SOURCE RECORDS
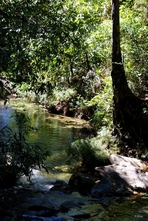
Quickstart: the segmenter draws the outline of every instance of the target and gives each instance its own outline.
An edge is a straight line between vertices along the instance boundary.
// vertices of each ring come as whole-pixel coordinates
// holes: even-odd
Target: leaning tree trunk
[[[136,141],[148,140],[147,116],[144,101],[130,90],[122,63],[120,48],[119,0],[112,0],[112,84],[113,122],[120,137]]]

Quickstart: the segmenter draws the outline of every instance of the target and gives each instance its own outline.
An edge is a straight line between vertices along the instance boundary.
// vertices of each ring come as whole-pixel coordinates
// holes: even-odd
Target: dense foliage
[[[144,99],[148,92],[147,14],[147,0],[120,1],[126,77],[132,91]],[[0,30],[1,78],[9,79],[21,95],[46,106],[60,101],[68,102],[69,110],[91,108],[90,122],[96,131],[102,127],[111,131],[109,0],[2,1]],[[14,135],[12,140],[26,145],[21,139]],[[28,146],[23,148],[26,151]]]
[[[101,91],[111,69],[110,1],[13,0],[0,5],[1,76],[41,103],[61,99],[58,91],[63,97],[68,90],[71,108]],[[147,90],[147,10],[145,0],[121,1],[124,63],[138,95]]]
[[[67,100],[71,109],[84,108],[97,93],[92,105],[95,100],[93,119],[99,125],[110,106],[102,107],[98,94],[103,93],[111,70],[110,1],[12,0],[0,6],[1,76],[42,104]],[[147,11],[145,0],[121,1],[124,65],[130,87],[143,97],[147,92]]]
[[[76,169],[82,168],[83,171],[94,173],[96,166],[103,166],[109,163],[108,146],[111,145],[113,139],[111,141],[111,138],[106,133],[104,135],[102,134],[98,138],[79,139],[72,143],[67,152],[70,160],[75,160]]]

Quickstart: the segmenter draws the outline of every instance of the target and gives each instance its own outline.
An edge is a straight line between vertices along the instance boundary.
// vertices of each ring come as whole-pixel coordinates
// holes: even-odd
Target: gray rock
[[[148,173],[142,170],[147,165],[136,158],[128,158],[113,154],[109,157],[112,165],[96,167],[95,170],[104,177],[96,184],[91,193],[100,194],[130,194],[131,190],[146,191],[148,188]],[[122,190],[122,191],[121,191]]]
[[[43,216],[43,217],[50,217],[55,215],[58,211],[52,207],[52,208],[48,208],[46,206],[30,206],[28,208],[28,211],[31,211],[30,213],[35,214],[36,216]]]
[[[109,161],[114,165],[127,166],[129,164],[140,170],[145,170],[147,168],[147,165],[137,158],[125,157],[118,154],[111,154],[109,156]]]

TASK TO CARRY OUT
Repeat the entries exactly, without pictures.

TASK ANSWER
Quickstart: the segmenter draws the outline of every instance of the target and gives each instance its own outline.
An edge is a straight line between vertices along the instance boundary.
// vertices of each ring come as whole-pixel coordinates
// holes: even-odd
Target: leaning tree trunk
[[[136,141],[148,140],[147,116],[144,101],[130,90],[122,63],[120,48],[119,0],[112,0],[112,84],[113,122],[120,137]]]

Quickstart: the segmenter draws the outline of every instance of the target and gives each instance its own outline.
An edge is a straight line between vertices along the instance boundary.
// vertices of each ring come as whole-pixel coordinates
// holes: even-odd
Target: dense foliage
[[[144,99],[148,92],[147,14],[147,0],[120,1],[126,77],[132,91]],[[0,30],[1,78],[9,79],[21,95],[46,106],[60,101],[68,102],[69,110],[91,108],[90,122],[96,131],[102,127],[111,131],[109,0],[2,1]],[[14,135],[12,140],[26,145],[21,139]],[[28,146],[23,148],[26,151]]]
[[[101,91],[111,69],[110,1],[13,0],[0,5],[1,76],[41,103],[61,99],[58,91],[63,97],[68,90],[71,108]],[[147,90],[147,10],[145,0],[121,1],[124,63],[138,95]]]
[[[67,100],[71,109],[84,108],[97,93],[92,105],[95,100],[93,119],[99,125],[110,106],[102,107],[98,94],[103,93],[111,70],[110,1],[12,0],[0,6],[1,76],[42,104]],[[147,11],[145,0],[121,1],[124,65],[130,87],[143,97],[147,92]]]
[[[76,169],[82,168],[83,171],[94,173],[96,166],[103,166],[109,163],[108,146],[111,145],[113,139],[111,141],[111,138],[106,133],[104,135],[102,134],[98,138],[79,139],[72,143],[67,152],[70,160],[75,160]]]

Quickstart: the segmenter draws the outline of every instance of the target and gives each instance its own outline.
An edge is a straight line between vertices along the instance boundary.
// vertices of each ring come as whole-pixel coordinates
// holes: even-odd
Target: gray rock
[[[148,173],[142,170],[147,165],[136,158],[128,158],[113,154],[109,157],[112,165],[96,167],[95,170],[104,177],[96,184],[91,193],[100,194],[130,194],[131,190],[146,191],[148,188]],[[122,190],[122,191],[121,191]]]
[[[43,216],[43,217],[50,217],[55,215],[58,211],[52,207],[52,208],[48,208],[46,206],[30,206],[28,208],[28,211],[31,211],[30,213],[35,214],[36,216]]]
[[[109,161],[114,165],[127,166],[129,164],[140,170],[145,170],[147,168],[147,165],[137,158],[125,157],[118,154],[111,154],[109,156]]]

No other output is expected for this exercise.